WHAT TO WORK ON: All of the data must be retyped exactly, with nothing left out.

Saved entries
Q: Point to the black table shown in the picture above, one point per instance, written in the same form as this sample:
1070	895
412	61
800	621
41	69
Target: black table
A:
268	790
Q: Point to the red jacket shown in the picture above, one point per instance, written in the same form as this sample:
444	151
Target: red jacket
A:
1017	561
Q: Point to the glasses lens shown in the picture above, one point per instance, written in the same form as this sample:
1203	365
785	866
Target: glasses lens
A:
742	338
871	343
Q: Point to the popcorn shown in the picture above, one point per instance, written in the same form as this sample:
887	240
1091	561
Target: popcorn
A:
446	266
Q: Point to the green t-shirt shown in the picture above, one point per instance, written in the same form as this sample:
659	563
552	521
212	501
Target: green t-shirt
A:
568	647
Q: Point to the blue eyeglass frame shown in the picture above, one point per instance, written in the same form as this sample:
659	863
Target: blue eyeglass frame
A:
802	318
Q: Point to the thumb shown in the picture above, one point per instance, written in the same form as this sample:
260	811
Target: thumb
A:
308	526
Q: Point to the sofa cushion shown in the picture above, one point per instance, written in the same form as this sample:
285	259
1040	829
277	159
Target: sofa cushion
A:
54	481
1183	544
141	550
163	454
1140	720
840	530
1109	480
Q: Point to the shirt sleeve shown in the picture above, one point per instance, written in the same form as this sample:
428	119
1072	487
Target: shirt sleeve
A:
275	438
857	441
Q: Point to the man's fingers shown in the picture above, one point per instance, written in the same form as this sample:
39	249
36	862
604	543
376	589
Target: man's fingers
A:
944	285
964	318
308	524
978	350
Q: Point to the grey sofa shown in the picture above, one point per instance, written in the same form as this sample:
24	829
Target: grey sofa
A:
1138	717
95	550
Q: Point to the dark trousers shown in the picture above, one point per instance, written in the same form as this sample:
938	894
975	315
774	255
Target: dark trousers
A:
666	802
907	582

ANSWER TO THE PROBLEM:
Q: Point to the black table shown in the picture above, one point per instance, written in the same form as this sample:
1070	895
412	61
800	621
41	69
Target: black table
A:
268	790
Q: Point to the red jacket shown in the picture above, one point per instance, written in the same form as this sample:
444	151
Target: red jacket
A:
1017	561
Q: Point to the glasses lens shown in the picture above, one point per instance, written in the same form as this sample:
1203	365
785	866
Target: glasses lens
A:
742	338
871	343
Q: Point to the popcorn shown in the picture above, one point per instance, written in the same form as this sample:
887	240
1091	561
Target: popcorn
A:
446	266
Q: Point to the green t-shirt shown in the picture above, one point per instance, written in the same form as this sample:
659	563
552	521
212	501
Target: green t-shirt
A:
568	647
Q: Point to the blue eyeglass frame shown in the picture above, one point per instance, written in the same form as this sample:
659	863
Target: blue eyeglass frame
A:
802	318
Q: Point to the thumb shown in the picture above, one point per instance, written in the same form as this sample:
260	811
Target: thumb
A:
308	526
Q: Point to the sofa cushion shown in the picture above, one point per instance, written in the same form as this sample:
285	259
1040	829
277	159
Target: sofa cushion
A:
54	481
1183	544
141	550
163	454
1140	720
840	530
1109	480
Q: Point to the shirt sleeve shown in the picture above, one point per instance, written in the same form as this sample:
428	119
1072	487
Target: shirt sleeve
A:
275	438
857	441
Q: Point to the man's fingers shown in the picture above, one point per instance, written in the same form as this sample:
39	249
36	862
604	543
376	589
Target: man's fingers
A:
944	285
964	318
308	524
978	350
Q: Point to the grey sofa shown in the picture above, one point per instance, written in the same form as this sample:
24	829
Target: grey sofa
A:
1138	717
95	550
Q: Point to the dark trousers shown in the picture above, one point per instance, written in the same form as this sample:
938	894
975	315
774	255
Target: dark trousers
A:
666	802
907	582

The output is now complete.